##### SUPPLIED TEXT
- Born: 7 March 1982 (age 44) Morioka, Iwate, Japan
- Years active: 1999-present
- Modeling information
- Agency: Avant-gardes
- Website: http://www.dhcblog.com/yamakawa/

= Erika Yamakawa =

Japanese model

Erika Yamakawa (山川 恵里佳, Yamakawa Erika) is a fashion model from Japan. She is from Iwate. She appeared in the show-business production Avant-gardes. She was a gravure idol.

== Career ==
She won Miss Young Magazine in 1998, then became a model. At present, she mainly appears on TV variety programs. In February 2007, she married Japanese comedian Monkikki. On March 11, 2010, she had her first child.

Yamakawa will star in the 2016 rock musical Stand in the World, based on the music of Head Phones President.
##########
* _PROBLEM 1_
In the Erika Yamakawa profile, list every field label that appears before a colon in the list at the top.
* _PROBLEM 2_
Copy out the stretch of the Erika Yamakawa profile from "Japanese model" through "Head Phones President.".
##### RAW DATA
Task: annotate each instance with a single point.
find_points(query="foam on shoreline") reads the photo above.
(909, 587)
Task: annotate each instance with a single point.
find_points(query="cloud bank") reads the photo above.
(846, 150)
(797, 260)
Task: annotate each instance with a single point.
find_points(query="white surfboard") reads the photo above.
##########
##### RAW DATA
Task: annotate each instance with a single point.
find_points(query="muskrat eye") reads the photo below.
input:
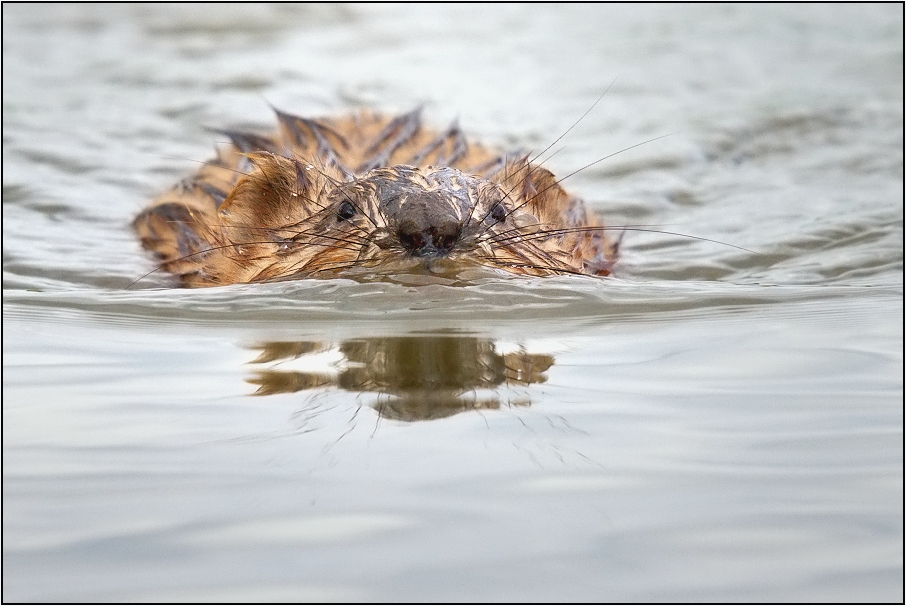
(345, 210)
##########
* _EXERCISE ANSWER 1_
Born, Years active, Agency, Website

* _EXERCISE ANSWER 2_
Japanese model

Erika Yamakawa (山川 恵里佳, Yamakawa Erika) is a fashion model from Japan. She is from Iwate. She appeared in the show-business production Avant-gardes. She was a gravure idol.

== Career ==
She won Miss Young Magazine in 1998, then became a model. At present, she mainly appears on TV variety programs. In February 2007, she married Japanese comedian Monkikki. On March 11, 2010, she had her first child.

Yamakawa will star in the 2016 rock musical Stand in the World, based on the music of Head Phones President.